- _Text extract_

-*-

If memory serves me right, Peter Minten wrote:
> more off-road approach is important to the book.

Thanks peter for dragging this point in ...

> They surely aren't off track, in fact this kind of positive criticism is just
> what we need.

Any criticism is good criticism ... it is up to me to accept it or not :-)
(but you seem to have a lot of points I have been thinking over ... see 
earlier post)
> All C# books available today covers C# used for .NET, .NET has a lot 
> of classes in it that aren't in the ECMA standard and thus aren't in 
> DotGNU, and DotGNU has classes that aren't in .NET. 
> learning how to program in DotGNU would be a lot harder 

This is the reason why we are writing this book .. to make it easier
to work on DotGNU.
> > It would be nice to see a book that gives only cursory attention to the
> > basics and instead focuses on what C# can or cannot do that differentiates
> > it from other languages.  The question isn't how to use C# but why to use
> > C#.  

That is my idea of the Learning DotGNU book .... something that helps
a C programmer migrate ...

> > Something more like a cook-book of useful receipes and patterns as
> > accomplished in C#. 

Well the idea is to let the developer transfer his ideas into C# .

> > pedantic tutorials rehashing the same tired old ground.  

The real question is "Do we have enough time and people to write a pedantic
reference manual ?"

> > 'C# Gems' would be better than 'C# for dummies'.  

What I'm attempting is not a 'C# Gems' package, but a solid level ground
of examples and documents which explain what Pnet does and how you can do
it ... 

Sure we'll have a couple of *tough* exercise sets and a set of clever 
code snippets .. It is upto the adventurous programmer to splice them
together.

> The book is aimed at beginners in programming, not programmers learning 
> a new language.

Well I really think we lack the resources to teach beginners OO languages.
IMO they're better off learning procedure oriented programming first .....
Learning C (the merciless) is an experience which either makes you a great
programmer or makes you use VB (fate worse than death).....

> This is because of the fact that recipes give a programmer a prefab 
> way of doing things, using recipes creates programmers who work by the
> book and thus are badly fit for real life programming.

-*-

- _Records for this task_

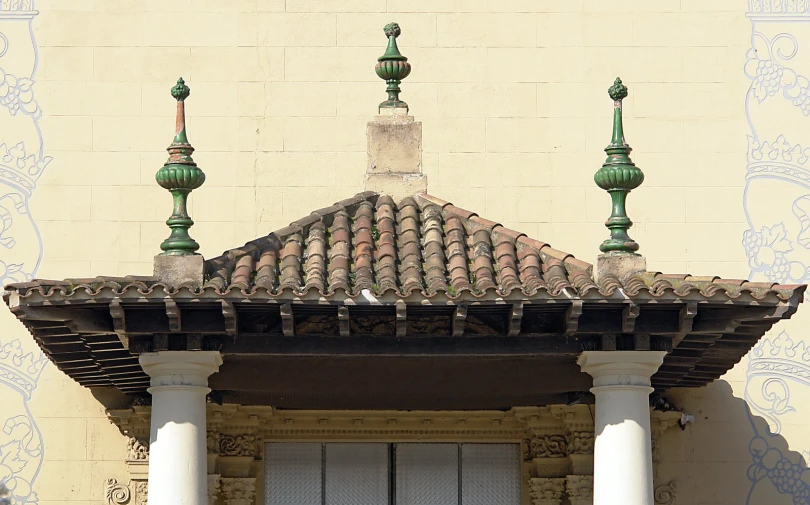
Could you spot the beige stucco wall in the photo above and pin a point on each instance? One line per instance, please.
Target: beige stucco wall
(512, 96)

-*-

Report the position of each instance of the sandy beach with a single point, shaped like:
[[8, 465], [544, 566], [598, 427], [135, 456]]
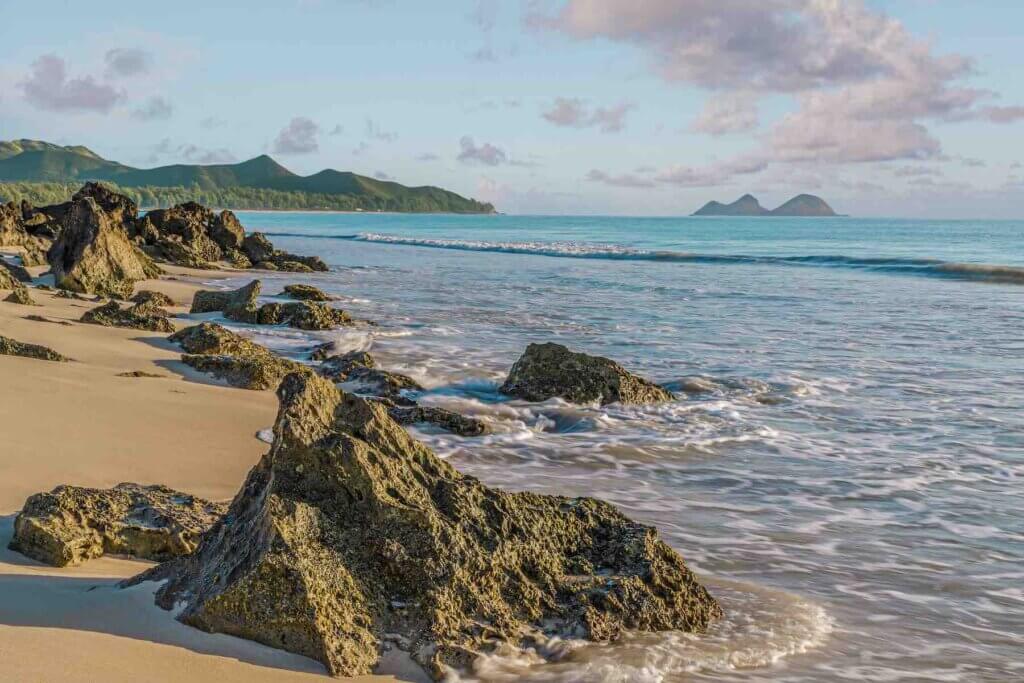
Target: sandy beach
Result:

-*-

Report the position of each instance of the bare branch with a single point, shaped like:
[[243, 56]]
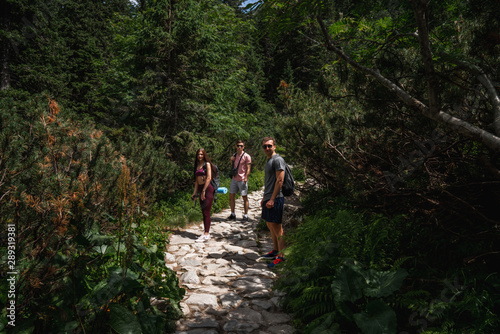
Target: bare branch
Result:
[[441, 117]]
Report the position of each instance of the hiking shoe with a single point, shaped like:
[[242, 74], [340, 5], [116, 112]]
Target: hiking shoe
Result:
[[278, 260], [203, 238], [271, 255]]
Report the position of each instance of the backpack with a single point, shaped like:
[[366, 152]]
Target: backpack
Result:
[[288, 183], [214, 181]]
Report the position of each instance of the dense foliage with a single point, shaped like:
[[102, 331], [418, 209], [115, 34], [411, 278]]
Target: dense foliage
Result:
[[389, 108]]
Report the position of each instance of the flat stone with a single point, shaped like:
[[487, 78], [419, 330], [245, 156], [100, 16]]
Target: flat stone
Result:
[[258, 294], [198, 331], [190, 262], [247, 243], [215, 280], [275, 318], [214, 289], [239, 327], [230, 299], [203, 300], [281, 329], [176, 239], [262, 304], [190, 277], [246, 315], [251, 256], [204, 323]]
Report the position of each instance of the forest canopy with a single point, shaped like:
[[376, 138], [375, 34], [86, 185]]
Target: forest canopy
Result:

-*-

- _Written task A_
According to the mailing list message, what is the book being written to make easier?
- _Written task B_
Copy the lines of the listing starting at the line containing "Report the position of each instance of the bare" and ending at the line containing "[[278, 260], [203, 238], [271, 255]]", leaving out the picture placeholders.

- _Correct output A_
Working on DotGNU.

- _Correct output B_
Report the position of each instance of the bare branch with a single point, shaped like:
[[243, 56]]
Target: bare branch
Result:
[[441, 117]]
Report the position of each instance of the hiking shoe with a single point, shaped like:
[[242, 74], [340, 5], [116, 112]]
Target: hiking shoe
Result:
[[278, 260], [203, 238], [271, 255]]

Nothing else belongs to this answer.